§ **Work instructions**:
Revise the part of the material that opens with the line containing "Q: Locate the white stick" and runs through its end, replacing "melon rind" with "watermelon rind" and leaving everything else unchanged. Return only that part.

-- start Data --

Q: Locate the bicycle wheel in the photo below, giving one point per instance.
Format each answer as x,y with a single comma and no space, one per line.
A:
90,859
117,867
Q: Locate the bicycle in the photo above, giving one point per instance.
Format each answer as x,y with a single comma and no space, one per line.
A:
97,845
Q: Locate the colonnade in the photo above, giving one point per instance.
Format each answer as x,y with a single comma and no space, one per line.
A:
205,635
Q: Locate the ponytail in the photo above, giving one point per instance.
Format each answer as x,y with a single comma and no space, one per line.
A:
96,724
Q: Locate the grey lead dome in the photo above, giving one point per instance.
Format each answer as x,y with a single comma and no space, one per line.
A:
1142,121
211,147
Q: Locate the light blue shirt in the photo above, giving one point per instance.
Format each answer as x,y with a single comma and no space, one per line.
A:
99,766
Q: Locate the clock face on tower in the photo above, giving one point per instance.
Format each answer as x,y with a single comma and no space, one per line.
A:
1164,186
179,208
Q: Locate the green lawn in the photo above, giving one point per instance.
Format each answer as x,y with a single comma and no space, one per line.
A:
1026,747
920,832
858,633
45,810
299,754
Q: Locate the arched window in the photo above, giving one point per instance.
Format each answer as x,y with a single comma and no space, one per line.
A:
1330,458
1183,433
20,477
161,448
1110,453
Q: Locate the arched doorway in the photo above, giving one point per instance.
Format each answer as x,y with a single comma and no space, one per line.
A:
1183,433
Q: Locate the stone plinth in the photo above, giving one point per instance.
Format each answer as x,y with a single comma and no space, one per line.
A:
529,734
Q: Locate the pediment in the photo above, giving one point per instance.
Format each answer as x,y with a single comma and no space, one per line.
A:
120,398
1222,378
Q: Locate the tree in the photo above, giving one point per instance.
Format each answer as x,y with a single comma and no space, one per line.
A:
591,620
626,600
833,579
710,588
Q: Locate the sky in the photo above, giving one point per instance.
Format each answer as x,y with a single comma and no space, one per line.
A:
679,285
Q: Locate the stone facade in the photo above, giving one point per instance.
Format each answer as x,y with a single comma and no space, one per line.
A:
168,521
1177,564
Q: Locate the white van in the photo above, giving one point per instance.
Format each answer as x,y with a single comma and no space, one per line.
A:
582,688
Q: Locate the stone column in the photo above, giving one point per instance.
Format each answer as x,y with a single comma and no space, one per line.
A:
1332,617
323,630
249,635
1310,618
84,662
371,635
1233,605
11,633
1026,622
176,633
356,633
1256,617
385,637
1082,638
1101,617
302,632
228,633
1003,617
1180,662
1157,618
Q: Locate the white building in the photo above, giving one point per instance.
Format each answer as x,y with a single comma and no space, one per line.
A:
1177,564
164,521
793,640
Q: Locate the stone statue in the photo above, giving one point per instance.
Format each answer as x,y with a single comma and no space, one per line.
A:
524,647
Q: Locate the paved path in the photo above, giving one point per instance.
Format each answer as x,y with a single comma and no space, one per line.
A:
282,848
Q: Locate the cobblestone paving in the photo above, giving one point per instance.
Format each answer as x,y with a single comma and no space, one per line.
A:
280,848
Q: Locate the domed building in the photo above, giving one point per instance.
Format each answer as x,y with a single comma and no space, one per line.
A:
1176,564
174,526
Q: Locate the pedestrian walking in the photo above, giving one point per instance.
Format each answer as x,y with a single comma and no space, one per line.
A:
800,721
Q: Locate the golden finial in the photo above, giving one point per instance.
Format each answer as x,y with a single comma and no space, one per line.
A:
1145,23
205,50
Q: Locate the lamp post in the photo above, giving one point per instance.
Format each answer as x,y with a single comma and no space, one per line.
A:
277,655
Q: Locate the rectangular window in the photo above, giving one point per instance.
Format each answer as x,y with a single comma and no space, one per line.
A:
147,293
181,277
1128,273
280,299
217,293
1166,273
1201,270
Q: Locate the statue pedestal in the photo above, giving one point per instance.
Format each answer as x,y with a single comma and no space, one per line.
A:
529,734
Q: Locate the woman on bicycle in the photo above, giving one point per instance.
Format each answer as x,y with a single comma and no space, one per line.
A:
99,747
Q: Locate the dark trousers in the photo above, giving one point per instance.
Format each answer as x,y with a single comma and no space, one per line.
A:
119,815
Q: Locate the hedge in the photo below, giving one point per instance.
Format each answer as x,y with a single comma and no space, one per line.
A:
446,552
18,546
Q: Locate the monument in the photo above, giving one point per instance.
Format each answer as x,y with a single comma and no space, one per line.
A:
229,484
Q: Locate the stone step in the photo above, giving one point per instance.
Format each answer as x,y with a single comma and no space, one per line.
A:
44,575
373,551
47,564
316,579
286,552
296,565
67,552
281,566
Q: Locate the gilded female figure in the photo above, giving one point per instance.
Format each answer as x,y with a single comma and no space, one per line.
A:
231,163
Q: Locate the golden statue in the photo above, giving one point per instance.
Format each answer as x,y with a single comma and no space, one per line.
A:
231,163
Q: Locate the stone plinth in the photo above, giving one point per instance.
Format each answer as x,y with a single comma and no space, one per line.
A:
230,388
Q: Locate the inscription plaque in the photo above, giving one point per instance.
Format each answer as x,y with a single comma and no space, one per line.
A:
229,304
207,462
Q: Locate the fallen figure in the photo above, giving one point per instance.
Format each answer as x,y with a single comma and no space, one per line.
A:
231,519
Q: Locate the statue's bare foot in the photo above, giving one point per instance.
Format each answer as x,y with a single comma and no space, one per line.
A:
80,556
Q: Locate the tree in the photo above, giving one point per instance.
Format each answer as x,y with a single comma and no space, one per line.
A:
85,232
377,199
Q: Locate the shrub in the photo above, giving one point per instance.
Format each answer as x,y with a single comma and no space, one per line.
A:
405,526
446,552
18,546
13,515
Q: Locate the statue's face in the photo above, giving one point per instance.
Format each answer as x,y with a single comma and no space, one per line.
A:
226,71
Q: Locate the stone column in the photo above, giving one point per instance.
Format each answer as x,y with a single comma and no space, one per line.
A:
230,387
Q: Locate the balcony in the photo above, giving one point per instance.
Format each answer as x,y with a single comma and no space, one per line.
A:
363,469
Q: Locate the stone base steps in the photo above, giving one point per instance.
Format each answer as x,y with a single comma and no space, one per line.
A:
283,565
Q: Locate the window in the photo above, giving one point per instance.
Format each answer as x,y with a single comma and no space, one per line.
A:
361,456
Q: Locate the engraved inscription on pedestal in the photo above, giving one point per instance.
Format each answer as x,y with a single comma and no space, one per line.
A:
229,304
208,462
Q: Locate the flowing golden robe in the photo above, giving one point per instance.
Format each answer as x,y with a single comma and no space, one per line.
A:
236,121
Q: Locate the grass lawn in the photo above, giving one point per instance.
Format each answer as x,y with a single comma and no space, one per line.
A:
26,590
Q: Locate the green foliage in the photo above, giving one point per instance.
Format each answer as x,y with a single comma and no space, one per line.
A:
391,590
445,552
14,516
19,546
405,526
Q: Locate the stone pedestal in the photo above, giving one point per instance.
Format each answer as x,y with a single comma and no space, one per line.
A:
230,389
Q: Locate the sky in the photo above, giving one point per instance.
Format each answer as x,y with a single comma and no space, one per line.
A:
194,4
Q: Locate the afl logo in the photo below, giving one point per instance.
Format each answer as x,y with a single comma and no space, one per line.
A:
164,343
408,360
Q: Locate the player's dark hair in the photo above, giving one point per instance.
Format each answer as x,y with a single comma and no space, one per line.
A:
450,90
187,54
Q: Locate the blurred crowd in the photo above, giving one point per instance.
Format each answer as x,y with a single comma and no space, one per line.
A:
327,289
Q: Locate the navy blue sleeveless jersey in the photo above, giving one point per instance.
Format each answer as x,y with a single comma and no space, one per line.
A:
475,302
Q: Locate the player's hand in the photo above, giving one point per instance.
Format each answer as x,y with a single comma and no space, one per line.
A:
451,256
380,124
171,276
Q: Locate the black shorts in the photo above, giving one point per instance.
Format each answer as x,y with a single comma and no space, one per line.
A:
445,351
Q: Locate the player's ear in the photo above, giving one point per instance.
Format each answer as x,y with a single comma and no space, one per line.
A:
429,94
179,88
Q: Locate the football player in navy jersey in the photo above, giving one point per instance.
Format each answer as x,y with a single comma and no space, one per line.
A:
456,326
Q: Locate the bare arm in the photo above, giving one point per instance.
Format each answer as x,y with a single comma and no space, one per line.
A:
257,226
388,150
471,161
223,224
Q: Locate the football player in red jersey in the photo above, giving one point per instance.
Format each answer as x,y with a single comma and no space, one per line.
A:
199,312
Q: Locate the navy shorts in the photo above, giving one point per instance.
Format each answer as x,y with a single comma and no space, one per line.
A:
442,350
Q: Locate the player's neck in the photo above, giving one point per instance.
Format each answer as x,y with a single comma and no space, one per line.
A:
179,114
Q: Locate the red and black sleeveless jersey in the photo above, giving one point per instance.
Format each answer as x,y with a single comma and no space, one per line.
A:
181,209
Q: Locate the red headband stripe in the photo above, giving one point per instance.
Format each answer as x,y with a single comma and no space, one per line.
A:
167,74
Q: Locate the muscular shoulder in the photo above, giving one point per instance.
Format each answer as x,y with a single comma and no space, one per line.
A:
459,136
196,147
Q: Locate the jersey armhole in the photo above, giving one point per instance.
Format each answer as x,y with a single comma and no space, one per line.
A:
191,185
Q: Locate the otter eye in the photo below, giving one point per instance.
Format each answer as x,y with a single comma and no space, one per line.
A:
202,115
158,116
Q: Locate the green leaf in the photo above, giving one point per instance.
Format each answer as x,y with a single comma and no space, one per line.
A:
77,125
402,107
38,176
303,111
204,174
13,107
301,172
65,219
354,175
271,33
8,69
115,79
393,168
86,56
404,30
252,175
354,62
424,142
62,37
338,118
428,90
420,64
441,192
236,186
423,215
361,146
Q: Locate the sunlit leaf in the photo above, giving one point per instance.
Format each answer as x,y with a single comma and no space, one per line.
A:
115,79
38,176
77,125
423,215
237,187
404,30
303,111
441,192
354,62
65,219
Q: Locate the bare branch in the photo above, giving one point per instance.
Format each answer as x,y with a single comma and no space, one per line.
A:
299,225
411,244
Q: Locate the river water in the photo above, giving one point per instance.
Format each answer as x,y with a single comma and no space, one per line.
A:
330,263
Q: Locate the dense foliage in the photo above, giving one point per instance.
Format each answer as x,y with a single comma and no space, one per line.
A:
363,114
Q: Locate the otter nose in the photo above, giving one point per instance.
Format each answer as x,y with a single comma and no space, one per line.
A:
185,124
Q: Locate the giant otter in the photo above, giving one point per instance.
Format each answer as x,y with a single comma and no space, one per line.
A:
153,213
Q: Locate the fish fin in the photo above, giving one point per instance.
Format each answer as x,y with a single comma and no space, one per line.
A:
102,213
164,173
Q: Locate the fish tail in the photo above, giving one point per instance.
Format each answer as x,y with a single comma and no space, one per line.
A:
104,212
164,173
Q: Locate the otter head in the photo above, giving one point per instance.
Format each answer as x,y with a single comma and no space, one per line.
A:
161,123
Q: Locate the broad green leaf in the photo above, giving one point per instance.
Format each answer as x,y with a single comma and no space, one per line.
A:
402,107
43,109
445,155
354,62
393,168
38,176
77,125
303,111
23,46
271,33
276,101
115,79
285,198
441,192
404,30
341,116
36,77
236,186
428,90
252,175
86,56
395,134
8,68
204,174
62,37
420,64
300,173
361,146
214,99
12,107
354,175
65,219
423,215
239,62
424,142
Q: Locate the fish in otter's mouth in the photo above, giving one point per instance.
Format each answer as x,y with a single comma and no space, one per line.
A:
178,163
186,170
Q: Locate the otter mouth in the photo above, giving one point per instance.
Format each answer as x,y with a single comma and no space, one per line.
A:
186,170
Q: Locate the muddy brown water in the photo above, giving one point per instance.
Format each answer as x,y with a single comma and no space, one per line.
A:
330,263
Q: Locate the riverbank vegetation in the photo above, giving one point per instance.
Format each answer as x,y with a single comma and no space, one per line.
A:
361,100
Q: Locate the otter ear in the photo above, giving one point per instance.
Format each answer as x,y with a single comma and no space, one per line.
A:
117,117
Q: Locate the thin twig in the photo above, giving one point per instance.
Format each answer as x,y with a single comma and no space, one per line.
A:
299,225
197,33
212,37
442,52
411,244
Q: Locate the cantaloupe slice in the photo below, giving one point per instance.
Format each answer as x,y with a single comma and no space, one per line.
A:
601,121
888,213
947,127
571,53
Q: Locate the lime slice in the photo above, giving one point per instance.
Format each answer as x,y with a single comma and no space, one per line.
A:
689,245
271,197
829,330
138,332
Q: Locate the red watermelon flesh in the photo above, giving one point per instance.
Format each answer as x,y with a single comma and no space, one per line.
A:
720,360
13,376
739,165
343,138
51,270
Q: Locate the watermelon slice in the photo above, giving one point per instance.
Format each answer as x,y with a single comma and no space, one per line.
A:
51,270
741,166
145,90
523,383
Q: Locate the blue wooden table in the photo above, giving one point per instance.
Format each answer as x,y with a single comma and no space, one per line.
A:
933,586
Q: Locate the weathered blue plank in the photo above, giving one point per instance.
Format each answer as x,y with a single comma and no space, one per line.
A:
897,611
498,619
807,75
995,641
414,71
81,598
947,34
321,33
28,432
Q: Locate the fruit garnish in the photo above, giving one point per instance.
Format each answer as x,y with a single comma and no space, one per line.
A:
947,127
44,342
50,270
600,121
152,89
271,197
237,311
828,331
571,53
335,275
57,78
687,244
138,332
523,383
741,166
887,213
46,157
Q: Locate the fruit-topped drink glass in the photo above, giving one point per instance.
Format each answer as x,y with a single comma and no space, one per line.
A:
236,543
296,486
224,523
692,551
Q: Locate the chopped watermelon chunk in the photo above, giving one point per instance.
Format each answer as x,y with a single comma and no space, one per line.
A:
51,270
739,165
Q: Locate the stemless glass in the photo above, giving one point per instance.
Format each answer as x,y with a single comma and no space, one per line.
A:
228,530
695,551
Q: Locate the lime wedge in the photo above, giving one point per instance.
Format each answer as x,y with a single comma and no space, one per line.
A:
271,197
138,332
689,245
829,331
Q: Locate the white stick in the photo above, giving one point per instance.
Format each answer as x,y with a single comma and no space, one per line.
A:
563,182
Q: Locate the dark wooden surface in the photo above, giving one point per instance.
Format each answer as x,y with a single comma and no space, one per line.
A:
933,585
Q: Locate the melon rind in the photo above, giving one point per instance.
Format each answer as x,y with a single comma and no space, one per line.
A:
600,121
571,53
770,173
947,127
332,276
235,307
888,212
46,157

-- end Data --

§ **Response for this exercise**:
Q: Locate the white stick in the photo above, giving one point per instance.
Format each answer as x,y with a single comma and no space, one per line.
A:
563,182
Q: Locate the dark wooden surface in the photo above, giving one point per instance.
Format each answer as x,y with a single comma and no space, one per line.
A:
933,585
Q: Locate the watermelon rind in the photo above, giving one point per instance.
Format each answer as x,y with a single comma and no space, one per line.
A:
600,121
571,53
770,173
947,127
332,276
235,307
888,212
46,157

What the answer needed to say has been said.